= EXERCISE PROMPT =
Extend the report below on Bowman's remarks about Fed stress testing and bank capital buffers, starting after its last sentence.

= PROVIDED TEXT =
==========

Bowman said the stress testing program — a centerpiece of the Fed's supervisory innovations after 2008 — has been effective in both tailoring burdens to a bank's risk profile and ensuring banks are resilient to shocks. But the tests as currently implemented can have the effect of forcing banks to make capital allocation choices that respond to the test's theoretical scenarios without a demonstrable resilience benefit. 

"These year-to-year variations are often not based on underlying changes to banks' business models and can create short-term challenges for capital management," Bowman said. "There are likely many ways to limit this volatility while maintaining the value of the Board's stress tests, including by averaging results over multiple years."

Bowman likewise expressed skepticism about the efficacy of the countercyclical capital buffer, or CCyB — a rule designed to raise capital levels in good times to ensure lending continues through the business cycle. Bowman noted that the CCyB has never been raised, and given the banking system's resilience through the COVID pandemic, the Fed should carefully consider whether raising the buffer would actually confer a benefit.

"While having releasable capital buffers shouldn't necessarily be ruled out, in my view … we have seen that the existing level of capital requirements has proven to be adequate for banks to deal with significant stress," Bowman said. "Balancing safety and soundness with the need for appropriate risk-taking means that we should not simply assume that the further layering on of capital requirements, including through the application of the CCyB, would be beneficial."

Bowman's comments come in contrast to comments made by the Fed's newly-sworn-in vice chair for supervision, Michael Barr, who said in a speech at the Brookings Institution in September that capital levels would necessarily be more stringent as banks become more interconnected and complex, and hinted that additional thoughts on the bank capital framework would be forthcoming later this fall. 

Michael Barr
Fed's Barr hints at reforms in capital, merger and climate policies

Barr also said that he had concerns about the existing bank merger process, and said that allowing banks to merge without careful consideration could lead to "non-price" harms to consumers, including access to financial services.

==========

= GIVEN INFORMATION =
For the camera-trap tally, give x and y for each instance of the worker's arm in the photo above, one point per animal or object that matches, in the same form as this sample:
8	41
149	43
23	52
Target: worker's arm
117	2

==========

= OUTPUT BELOW =
Bowman, however, expressed concern about adopting a policy that limits M&A activity as a matter of course, noting during a question-and-answer session following her prepared remarks that banks' operating costs — particularly related to technology and compliance — are such that mergers make the most sense and could even further the Fed's goals of ensuring financial access in rural and disadvantaged communities.

"We've seen a great deal of consolidation over the past year — I expect that that's likely to continue as the expenses that are required to implement the technologies that consumers are interested in … I think those expenses are only going to continue to increase," Bowman said. "If we're not providing an environment where, if the outcome that a bank is interested in is to merge or become no longer in existence and sell themselves to someone else, that there's an opportunity to do that. Where we're limiting those opportunities, oftentimes, there is no succession planning for an institution in a rural market or an area that might not be attractive to an acquisition."

Bowman also said the Fed should consider expanding the kinds of supervisory materials that it makes public in the name of transparency and fairness. Specifically, the criteria that the Fed uses to examine banks subject to the Large Institution Supervision Coordinating Committee, or LISCC, should be made public, she said.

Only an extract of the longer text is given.